• [Task list]:
#1 Condense the paragraph beginning "Before this trip" from the cocoa groves post into one or two sentences, keeping its main facts.
#2 According to the cocoa groves post, how many targets were on the list of goals for Grenada?

Life in the cocoa groves

When fantasy becomes reality

We are no longer people that talk about doing things. We are actually doing things. The many ideas we dreamt up all those years ago are starting to trickle down into a tangible reality. I can feel it.

Before this trip, I made an ambitious list of goals I wanted to achieve in Grenada—a pretty punchy loaded 13 targets. I completely forgot about it, then stumbled across it last week to the happy realisation that we’re actively working on most of these things.. and even more that I hadn’t even thought of.

We have to stop ourselves sometimes to remember to enjoy moments like these. Every win, no matter how small is a step in the right direction. Instead of thinking ‘we’ll only be successful when we’ve done this’ or ‘we aren’t doing enough of that’.

But life is a journey. It’s good to have a goal to work towards so you’re always growing and learning, but that’s not all it’s about.

• [Supplied data]:
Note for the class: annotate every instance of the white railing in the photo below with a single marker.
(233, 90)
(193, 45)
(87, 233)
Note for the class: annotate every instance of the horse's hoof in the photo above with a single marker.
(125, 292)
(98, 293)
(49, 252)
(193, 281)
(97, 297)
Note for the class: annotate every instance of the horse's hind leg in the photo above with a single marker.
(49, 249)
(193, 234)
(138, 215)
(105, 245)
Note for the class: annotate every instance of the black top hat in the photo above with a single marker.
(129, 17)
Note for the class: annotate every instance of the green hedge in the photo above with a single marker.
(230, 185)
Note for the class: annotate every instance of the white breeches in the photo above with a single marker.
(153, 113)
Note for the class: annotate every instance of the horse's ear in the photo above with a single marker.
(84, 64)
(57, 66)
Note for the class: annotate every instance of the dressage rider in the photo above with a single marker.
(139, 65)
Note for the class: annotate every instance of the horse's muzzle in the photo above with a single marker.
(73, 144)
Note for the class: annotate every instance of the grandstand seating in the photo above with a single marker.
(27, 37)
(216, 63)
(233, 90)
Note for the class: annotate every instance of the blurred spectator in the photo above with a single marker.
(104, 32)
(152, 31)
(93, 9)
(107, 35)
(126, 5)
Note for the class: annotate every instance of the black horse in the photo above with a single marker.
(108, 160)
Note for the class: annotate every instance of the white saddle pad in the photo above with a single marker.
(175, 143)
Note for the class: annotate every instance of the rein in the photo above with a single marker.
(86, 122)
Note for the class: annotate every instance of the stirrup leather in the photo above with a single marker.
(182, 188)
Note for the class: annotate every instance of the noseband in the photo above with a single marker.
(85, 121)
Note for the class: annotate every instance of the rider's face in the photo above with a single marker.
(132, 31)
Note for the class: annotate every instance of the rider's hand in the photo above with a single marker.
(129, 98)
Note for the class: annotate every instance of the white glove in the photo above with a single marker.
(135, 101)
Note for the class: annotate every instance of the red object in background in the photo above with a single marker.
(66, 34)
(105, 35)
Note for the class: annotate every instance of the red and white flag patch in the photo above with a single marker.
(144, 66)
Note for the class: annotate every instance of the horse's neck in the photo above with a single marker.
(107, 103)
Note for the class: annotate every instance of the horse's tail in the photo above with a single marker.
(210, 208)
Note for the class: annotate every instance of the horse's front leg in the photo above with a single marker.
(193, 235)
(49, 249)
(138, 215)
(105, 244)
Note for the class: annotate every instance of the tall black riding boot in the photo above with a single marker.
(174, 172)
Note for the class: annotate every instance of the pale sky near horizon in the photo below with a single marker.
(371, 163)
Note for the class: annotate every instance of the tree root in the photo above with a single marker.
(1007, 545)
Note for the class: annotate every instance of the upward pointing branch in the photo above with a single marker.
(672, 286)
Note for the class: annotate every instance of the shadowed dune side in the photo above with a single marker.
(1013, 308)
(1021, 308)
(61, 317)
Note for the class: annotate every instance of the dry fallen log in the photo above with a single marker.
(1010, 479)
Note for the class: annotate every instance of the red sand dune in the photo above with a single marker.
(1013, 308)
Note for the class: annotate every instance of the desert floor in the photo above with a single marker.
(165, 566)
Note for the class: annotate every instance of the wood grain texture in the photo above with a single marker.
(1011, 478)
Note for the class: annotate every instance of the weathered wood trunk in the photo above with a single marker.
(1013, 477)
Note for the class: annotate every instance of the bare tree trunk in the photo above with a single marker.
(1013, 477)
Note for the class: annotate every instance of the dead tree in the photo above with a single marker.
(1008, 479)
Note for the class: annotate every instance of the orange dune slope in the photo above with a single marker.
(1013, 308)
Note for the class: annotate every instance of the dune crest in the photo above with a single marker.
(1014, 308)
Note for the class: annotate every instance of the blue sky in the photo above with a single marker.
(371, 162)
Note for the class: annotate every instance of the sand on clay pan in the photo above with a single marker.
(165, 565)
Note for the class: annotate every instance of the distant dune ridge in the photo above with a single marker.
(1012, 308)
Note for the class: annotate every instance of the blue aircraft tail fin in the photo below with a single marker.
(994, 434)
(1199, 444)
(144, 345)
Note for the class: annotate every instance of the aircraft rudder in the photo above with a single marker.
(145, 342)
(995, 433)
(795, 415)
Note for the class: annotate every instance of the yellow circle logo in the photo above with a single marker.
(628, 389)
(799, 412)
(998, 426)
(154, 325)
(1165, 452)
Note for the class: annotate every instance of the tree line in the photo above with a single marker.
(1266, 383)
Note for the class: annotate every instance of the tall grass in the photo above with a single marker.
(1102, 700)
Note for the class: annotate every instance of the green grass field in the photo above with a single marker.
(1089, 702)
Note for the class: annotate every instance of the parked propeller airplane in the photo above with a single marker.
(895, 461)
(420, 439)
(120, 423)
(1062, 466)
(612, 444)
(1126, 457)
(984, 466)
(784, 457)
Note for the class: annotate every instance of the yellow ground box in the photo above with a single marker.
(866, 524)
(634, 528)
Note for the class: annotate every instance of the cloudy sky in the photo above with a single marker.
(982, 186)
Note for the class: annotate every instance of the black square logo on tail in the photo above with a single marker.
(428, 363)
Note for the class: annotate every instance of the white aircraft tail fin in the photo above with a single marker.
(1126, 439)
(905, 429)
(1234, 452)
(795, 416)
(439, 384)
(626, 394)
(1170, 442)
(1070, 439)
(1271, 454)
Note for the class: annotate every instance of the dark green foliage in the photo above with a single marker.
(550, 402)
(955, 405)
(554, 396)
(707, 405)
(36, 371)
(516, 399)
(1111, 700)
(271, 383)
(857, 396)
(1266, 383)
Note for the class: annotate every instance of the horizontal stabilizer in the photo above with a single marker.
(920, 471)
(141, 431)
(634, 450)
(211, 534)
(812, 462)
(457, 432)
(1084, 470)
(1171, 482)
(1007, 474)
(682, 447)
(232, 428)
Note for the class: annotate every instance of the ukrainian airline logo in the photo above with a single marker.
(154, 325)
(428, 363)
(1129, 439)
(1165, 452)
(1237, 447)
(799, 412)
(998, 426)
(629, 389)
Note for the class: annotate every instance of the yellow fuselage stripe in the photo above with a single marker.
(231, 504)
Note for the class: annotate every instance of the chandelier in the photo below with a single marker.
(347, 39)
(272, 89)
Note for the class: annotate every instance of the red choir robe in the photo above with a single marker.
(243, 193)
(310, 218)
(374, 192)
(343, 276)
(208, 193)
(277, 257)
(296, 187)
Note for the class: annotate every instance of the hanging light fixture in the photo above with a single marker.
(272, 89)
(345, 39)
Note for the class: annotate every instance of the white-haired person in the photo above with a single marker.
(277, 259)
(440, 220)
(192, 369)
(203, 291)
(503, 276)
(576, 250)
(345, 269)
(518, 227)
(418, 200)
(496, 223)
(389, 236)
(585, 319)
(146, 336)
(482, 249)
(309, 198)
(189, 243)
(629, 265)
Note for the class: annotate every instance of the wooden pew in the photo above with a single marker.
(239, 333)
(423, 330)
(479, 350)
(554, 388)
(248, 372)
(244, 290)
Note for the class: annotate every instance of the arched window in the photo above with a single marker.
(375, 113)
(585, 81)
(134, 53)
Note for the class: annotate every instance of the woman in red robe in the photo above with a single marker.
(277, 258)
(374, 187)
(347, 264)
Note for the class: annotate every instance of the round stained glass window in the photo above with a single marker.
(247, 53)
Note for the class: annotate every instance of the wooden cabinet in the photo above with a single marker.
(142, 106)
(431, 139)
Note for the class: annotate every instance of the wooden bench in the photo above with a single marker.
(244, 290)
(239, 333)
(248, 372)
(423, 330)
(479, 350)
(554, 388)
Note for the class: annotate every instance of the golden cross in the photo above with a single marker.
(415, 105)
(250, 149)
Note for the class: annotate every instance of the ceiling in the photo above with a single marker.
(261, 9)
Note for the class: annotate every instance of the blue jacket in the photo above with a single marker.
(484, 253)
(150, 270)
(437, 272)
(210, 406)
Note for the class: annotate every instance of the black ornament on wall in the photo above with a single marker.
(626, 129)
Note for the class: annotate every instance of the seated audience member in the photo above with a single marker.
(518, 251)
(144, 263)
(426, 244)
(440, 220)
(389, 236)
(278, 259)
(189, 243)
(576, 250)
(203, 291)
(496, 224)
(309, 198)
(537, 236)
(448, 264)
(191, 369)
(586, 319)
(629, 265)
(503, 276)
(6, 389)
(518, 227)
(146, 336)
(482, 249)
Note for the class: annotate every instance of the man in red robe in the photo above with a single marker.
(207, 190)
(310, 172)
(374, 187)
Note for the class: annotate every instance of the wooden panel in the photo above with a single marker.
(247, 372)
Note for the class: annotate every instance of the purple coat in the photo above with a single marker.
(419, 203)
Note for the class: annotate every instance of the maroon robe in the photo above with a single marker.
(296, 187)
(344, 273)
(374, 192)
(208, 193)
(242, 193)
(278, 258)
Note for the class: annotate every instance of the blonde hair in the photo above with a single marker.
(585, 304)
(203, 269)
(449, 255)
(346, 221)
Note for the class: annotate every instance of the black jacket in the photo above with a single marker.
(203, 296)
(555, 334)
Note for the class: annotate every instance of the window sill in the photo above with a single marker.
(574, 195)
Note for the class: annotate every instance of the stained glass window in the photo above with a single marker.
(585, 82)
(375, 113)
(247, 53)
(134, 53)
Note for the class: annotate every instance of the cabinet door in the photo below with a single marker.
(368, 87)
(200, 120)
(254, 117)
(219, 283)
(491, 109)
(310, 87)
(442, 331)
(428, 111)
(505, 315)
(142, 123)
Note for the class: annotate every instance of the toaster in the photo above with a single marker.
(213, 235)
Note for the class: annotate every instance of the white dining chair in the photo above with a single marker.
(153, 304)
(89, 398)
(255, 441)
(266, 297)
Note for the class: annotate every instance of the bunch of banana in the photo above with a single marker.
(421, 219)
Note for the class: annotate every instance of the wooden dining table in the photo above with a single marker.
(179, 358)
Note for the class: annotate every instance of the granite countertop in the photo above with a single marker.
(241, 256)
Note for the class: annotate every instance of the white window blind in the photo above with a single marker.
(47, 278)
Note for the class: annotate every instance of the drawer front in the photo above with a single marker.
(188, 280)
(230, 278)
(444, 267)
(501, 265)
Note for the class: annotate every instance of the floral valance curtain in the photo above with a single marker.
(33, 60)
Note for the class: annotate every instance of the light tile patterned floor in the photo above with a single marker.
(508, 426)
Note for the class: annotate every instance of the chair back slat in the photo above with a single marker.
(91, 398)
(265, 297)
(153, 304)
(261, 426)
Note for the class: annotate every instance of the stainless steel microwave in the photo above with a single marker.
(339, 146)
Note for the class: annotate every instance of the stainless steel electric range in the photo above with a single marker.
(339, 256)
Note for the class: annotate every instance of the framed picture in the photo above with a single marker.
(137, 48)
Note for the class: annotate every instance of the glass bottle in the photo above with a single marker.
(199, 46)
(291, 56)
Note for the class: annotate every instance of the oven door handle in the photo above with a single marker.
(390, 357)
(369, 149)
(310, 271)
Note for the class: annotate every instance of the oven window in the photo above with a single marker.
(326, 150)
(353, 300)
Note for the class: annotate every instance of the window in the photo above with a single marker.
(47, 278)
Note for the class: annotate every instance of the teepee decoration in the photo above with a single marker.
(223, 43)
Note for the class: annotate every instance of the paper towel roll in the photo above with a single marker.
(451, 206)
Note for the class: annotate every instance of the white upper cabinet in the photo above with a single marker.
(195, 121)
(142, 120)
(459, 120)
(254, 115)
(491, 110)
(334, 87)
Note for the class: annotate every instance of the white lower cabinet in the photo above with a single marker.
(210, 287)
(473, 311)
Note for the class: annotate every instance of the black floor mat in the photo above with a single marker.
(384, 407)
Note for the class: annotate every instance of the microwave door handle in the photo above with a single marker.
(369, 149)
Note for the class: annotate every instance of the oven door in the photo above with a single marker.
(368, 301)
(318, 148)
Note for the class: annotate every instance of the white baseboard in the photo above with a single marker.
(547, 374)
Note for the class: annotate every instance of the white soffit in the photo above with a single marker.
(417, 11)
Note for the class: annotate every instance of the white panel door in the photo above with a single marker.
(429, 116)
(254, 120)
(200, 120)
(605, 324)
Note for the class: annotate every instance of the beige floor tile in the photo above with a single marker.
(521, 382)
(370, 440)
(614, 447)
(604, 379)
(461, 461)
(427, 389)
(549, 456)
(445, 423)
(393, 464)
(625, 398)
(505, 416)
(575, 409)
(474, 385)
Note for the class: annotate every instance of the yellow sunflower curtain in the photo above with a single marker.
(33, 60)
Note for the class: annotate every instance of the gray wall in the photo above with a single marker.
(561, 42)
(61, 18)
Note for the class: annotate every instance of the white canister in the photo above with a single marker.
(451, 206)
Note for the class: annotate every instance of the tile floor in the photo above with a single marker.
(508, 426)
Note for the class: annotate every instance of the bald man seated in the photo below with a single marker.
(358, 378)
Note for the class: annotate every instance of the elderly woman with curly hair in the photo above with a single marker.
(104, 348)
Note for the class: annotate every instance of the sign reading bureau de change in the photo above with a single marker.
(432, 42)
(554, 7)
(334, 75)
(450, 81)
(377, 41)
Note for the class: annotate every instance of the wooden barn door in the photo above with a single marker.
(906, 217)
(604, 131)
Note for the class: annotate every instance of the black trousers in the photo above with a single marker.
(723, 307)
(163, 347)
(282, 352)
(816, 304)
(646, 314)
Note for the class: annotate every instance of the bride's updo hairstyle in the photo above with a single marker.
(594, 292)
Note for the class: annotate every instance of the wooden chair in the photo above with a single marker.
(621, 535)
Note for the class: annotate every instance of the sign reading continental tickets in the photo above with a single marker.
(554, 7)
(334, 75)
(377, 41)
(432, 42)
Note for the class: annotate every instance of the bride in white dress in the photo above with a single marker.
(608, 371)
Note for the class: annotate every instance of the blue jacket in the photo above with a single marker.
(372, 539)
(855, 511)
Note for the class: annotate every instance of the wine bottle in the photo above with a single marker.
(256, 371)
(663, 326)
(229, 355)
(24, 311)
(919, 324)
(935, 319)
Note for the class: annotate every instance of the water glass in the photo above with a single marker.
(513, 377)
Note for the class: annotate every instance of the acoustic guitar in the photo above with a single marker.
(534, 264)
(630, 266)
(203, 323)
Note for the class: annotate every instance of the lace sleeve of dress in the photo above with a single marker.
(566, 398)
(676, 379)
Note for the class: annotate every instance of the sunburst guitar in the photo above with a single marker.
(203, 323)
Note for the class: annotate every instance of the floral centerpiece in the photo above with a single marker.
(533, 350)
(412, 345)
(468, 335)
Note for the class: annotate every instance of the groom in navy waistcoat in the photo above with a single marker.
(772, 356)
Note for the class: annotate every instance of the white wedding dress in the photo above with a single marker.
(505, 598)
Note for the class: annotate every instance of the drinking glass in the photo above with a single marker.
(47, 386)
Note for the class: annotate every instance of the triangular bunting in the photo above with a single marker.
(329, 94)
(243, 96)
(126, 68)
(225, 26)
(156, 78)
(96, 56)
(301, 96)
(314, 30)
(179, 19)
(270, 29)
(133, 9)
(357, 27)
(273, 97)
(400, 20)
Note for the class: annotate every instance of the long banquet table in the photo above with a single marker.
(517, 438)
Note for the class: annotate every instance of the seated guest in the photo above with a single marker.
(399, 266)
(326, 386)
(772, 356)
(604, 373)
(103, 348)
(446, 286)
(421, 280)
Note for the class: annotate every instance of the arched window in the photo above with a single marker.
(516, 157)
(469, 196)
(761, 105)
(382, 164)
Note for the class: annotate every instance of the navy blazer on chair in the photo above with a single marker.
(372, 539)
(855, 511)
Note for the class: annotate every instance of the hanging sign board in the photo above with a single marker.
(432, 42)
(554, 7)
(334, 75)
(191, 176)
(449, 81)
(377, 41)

• [Exercise responses]:
#1 Before the trip, the writer drew up an ambitious list of 13 goals for Grenada and then forgot about it. On finding the list again last week, the writer was pleased to see that most of the goals, and others not originally considered, are being actively pursued.

#2 13